_Requisitos del ejercicio_
(a) ¿Puedes reproducir sin cambios el fragmento sobre la prisión provisional entre "Mes: marzo 2017" y "de dicha libertad.", ambos incluidos?
(b) ¿Puedes proseguir el fragmento sobre la prisión provisional a partir de su última frase?

_Fragmento_
Mes: marzo 2017

Uno de los principales derechos que establece nuestra Constitución es la libertad de las personas. Sin embargo, esta protección no es absoluta y, por ello, se prevén en la Ley supuestos en los que procede la privación de dicha libertad.

La presunción de inocencia supone que la prisión provisional, en espera de que la sentencia condenatoria resulte firme, es decir, que no quepa recurso alguno contra la misma, tiene que tener como finalidad asegurar las resultas del juicio.

El Tribunal Constitucional mantiene que la adopción de esta medida debe de ser de forma excepcional, diciendo: «En cuanto a la excepcionalidad de la medida, reiteradamente hemos afirmado —por todas, STC 147/2000, de 29 de mayo, F. 5 y, reproduciéndola, STC 305/2000, de 11 de diciembre, F. 3— que el papel nuclear que desempeña la libertad en el sistema que configura la Constitución, bien como valor superior del ordenamiento jurídico (art. 1.1 CE), bien como derecho fundamental (art. 17 CE), determina que el disfrute de la libertad sea la regla general, en tanto que su restricción o privación representa una excepción. La efectiva vigencia en nuestro ordenamiento jurídico de los derechos a la libertad personal (art. 17.1 CE) y a la presunción de inocencia (art. 24.2 CE) determina que en los procesos por delito la situación ordinaria del imputado en espera de juicio no es la de hallarse sometido a tal medida cautelar. Como consecuencia de esta característica de la excepcionalidad, rige el principio de “favor libertatis” (SSTC 32/1987 y 34/1987, ambas de 12 de marzo; 115/1987, de 7 de julio; 37/1996, de 11 de marzo) o de “in dubio pro libértate” (STC 117/1987, de 8 de julio), formulaciones que, en definitiva, vienen a significar que la interpretación y aplicación de las normas reguladoras de la prisión provisional «debe hacerse con carácter restrictivo y a favor del derecho fundamental a la libertad que tales normas restringen, dado, además, la situación excepcional de la prisión provisional. Todo ello ha de conducir a la elección y aplicación, en caso de duda, de la Ley más favorable, o sea, la menos restrictiva de la libertad» (STC 88/1988, de 9 de mayo, F. 1).»

Entradas de anotación de coordenadas

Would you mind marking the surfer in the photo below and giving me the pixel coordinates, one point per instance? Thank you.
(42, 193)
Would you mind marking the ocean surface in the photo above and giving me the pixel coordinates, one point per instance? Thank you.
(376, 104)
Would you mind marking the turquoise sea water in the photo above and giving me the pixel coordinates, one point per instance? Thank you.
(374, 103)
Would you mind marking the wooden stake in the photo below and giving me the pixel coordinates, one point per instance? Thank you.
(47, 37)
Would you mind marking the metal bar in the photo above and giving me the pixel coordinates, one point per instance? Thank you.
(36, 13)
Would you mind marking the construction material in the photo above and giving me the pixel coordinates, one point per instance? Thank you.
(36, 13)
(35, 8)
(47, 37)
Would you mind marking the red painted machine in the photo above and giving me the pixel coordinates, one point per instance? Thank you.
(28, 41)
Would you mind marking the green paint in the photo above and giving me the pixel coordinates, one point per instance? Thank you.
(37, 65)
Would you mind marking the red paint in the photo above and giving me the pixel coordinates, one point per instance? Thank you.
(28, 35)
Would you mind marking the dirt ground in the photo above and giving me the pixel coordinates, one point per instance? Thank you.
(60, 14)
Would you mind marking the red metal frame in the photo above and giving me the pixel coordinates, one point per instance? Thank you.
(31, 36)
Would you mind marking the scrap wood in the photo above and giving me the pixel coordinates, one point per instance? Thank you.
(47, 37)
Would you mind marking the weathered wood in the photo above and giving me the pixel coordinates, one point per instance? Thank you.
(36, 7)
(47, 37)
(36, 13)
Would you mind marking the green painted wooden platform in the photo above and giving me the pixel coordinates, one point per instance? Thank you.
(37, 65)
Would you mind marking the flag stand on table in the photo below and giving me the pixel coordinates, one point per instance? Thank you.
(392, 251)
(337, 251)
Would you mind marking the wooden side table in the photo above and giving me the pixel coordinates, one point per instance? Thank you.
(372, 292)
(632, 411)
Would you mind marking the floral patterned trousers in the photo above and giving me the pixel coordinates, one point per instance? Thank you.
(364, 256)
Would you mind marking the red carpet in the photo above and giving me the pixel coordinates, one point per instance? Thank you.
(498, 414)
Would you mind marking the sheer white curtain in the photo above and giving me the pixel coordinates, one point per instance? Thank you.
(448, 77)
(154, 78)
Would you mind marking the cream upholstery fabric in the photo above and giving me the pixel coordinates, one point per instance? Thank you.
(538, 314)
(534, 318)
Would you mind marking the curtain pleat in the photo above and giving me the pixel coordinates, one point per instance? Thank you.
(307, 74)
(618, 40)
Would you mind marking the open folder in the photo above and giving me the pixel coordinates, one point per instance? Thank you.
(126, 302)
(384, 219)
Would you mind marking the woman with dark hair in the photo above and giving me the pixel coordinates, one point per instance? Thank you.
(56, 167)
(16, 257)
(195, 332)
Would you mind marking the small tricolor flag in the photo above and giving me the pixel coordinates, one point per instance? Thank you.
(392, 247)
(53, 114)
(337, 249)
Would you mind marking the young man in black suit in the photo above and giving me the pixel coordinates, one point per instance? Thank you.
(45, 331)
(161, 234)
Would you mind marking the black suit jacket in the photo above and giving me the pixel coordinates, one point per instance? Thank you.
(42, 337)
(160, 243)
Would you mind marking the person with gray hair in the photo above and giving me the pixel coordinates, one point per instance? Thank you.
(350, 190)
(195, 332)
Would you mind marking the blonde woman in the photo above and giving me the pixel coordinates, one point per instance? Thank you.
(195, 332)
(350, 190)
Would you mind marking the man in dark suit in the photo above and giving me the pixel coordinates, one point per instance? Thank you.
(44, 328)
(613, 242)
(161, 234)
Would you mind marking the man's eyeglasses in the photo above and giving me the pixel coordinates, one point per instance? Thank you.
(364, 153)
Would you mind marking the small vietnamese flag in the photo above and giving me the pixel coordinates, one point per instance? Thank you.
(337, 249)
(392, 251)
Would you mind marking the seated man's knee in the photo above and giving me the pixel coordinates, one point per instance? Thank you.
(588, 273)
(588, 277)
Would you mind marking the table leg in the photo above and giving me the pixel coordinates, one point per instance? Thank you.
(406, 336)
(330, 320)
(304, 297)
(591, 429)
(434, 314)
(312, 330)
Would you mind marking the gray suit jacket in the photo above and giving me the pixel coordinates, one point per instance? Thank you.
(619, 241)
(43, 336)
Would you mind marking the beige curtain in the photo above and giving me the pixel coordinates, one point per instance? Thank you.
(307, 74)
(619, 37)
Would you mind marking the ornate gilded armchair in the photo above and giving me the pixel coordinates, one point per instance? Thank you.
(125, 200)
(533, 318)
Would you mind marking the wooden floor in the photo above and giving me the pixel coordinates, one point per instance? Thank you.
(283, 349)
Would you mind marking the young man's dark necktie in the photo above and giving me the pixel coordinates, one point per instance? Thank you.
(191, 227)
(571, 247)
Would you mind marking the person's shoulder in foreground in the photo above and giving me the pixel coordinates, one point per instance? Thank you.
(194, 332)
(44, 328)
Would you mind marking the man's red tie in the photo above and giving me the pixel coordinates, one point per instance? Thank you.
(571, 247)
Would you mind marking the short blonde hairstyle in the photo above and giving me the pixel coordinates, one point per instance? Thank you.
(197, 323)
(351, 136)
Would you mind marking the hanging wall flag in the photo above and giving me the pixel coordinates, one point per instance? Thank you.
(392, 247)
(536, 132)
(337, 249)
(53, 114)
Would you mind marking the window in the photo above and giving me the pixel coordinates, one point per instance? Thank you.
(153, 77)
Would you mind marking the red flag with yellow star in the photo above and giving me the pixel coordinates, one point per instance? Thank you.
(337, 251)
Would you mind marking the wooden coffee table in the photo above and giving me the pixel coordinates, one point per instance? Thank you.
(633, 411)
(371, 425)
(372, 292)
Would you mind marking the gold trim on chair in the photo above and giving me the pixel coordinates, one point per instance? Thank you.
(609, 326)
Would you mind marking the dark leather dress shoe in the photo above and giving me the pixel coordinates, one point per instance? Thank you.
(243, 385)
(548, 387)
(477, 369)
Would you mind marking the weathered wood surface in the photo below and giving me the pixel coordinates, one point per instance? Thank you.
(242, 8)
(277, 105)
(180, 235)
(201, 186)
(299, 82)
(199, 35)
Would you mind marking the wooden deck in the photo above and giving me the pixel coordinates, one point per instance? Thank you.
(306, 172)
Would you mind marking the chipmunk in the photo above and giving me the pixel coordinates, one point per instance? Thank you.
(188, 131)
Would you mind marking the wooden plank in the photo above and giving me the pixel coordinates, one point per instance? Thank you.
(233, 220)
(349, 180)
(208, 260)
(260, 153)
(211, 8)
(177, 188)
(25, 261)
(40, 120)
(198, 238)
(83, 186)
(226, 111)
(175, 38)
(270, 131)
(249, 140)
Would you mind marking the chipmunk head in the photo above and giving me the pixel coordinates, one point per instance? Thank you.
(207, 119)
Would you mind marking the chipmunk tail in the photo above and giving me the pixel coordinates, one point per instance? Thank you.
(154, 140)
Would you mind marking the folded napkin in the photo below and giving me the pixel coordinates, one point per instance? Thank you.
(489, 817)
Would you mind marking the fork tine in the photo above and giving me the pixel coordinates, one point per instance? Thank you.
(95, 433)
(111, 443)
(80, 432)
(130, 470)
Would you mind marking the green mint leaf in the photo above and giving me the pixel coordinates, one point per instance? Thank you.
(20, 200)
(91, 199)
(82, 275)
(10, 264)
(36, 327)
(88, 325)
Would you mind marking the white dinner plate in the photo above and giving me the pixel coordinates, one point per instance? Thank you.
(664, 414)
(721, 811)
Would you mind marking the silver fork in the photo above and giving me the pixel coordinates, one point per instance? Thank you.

_Resultados en orden_
(a)
Mes: marzo 2017

Uno de los principales derechos que establece nuestra Constitución es la libertad de las personas. Sin embargo, esta protección no es absoluta y, por ello, se prevén en la Ley supuestos en los que procede la privación de dicha libertad.

(b)
Fruto de esta excepcionalidad es que todos los supuestos de prisión provisional han de estar recogidos en la ley de forma taxativa y razonablemente detallada, por lo que sólo podrá ser decretada cuando concurran los requisitos del art. 503 de la LECRIM y se persiga alguno de sus fines.

Estos requisitos consisten en la existencia de un delito sancionado con pena igual o superior a dos años o pena inferior si el imputado tuviera antecedentes no cancelados ni susceptibles de cancelación derivados de condena por delito doloso, y que haya motivos bastantes para creer responsable criminalmente del delito a la persona contra la que se haya de dictar auto de prisión.

Asimismo y en el citado artículo 503, con la prisión provisional se deben de perseguir alguno de los siguientes fines:

  1. asegurar la presencia del imputado en el proceso cuando pueda inferirse racionalmente un riesgo de fuga.
  2. Evitar la ocultación, alteración destrucción de las fuentes de prueba relevantes para el enjuiciamiento en los casos en que exista peligro fundado y concreto.
  3. Evitar que el imputado pueda actuar contra bienes jurídicos de la víctima.
  4. Evitar el riesgo de que el imputado cometa otros hechos delictivos.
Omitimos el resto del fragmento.